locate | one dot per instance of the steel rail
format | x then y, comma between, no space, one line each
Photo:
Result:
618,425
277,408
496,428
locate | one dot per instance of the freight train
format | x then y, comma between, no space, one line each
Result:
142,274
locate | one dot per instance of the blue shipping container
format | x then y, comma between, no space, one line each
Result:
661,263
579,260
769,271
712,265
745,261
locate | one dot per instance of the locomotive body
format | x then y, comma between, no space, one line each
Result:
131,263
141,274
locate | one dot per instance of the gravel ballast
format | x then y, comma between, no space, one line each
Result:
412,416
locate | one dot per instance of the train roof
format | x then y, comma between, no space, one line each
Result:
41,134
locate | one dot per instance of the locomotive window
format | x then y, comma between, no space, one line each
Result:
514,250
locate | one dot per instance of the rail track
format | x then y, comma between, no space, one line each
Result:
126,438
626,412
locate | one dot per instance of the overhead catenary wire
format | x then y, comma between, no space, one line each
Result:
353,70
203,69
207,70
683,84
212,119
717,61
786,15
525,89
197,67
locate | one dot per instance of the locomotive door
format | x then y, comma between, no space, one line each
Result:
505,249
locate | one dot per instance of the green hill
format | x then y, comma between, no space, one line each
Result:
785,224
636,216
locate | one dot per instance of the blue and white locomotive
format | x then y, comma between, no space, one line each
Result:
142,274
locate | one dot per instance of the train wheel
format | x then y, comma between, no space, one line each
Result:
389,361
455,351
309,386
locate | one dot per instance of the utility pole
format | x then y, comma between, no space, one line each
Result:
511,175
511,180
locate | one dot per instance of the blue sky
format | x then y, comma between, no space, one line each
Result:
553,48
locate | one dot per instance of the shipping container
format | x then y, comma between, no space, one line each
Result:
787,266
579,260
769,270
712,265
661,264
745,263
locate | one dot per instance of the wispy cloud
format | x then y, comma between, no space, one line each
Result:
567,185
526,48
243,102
--------
**The request**
Transcribe all of the data above line for line, changing nothing.

**The answer**
locate | one dot per instance of the steel rail
format | x then y, comma between, no space, one line each
Photo:
Result:
618,425
277,408
496,428
locate | one dot per instance of the freight train
format | x then y, comma between, no space, one line each
Result:
142,274
locate | one dot per instance of the blue shipping container
format | x then y, comma between, no space, one line each
Result:
661,263
579,260
769,271
712,265
745,261
locate | one dot per instance of the locomotive body
format | x then y, comma between, no space, one line each
Result:
131,263
141,274
locate | one dot per instance of the gravel ballast
format | x then y, comma between, no space, one line each
Result:
412,416
locate | one dot per instance of the train roof
format | x then y, comma between, no space, one line each
Result:
41,134
locate | one dot per instance of the locomotive window
format | x then y, comma between, no space, one line each
Result:
514,250
locate | one dot per instance of the rail track
format | x then y, comma between, no space, one line each
Result:
126,438
626,412
locate | one dot per instance of the overhead catenary wire
format | x then y, comma between, no space, one line each
Result:
353,70
203,69
207,70
683,84
212,119
717,61
786,15
525,89
197,67
locate | one dot per instance of the locomotive door
format | x then y, comma between, no space, one line each
Result:
505,249
locate | one dot per instance of the green hill
format | x then y, comma between, no space, one line each
Result:
785,224
636,216
locate | one dot per instance of the blue and white locomotive
format | x then y, comma between, no space, one line each
Result:
142,274
locate | one dot per instance of the train wheel
format | x then y, comma between, no space, one line each
Result:
389,361
455,351
309,386
locate | one dot per instance of the utility pole
format | x then y, comma between, no space, one line each
Result:
511,175
511,180
locate | one dot per instance of the blue sky
format | x then y, comma between, no space, one line each
Result:
553,48
locate | one dot per instance of the shipping container
format | x then y, comma between, no space, one line each
Result:
787,266
579,260
769,270
712,265
661,264
745,263
locate | one dot per instance of the wispy cloud
format | x then y, comma between, no space, one line each
Result:
567,185
526,48
243,102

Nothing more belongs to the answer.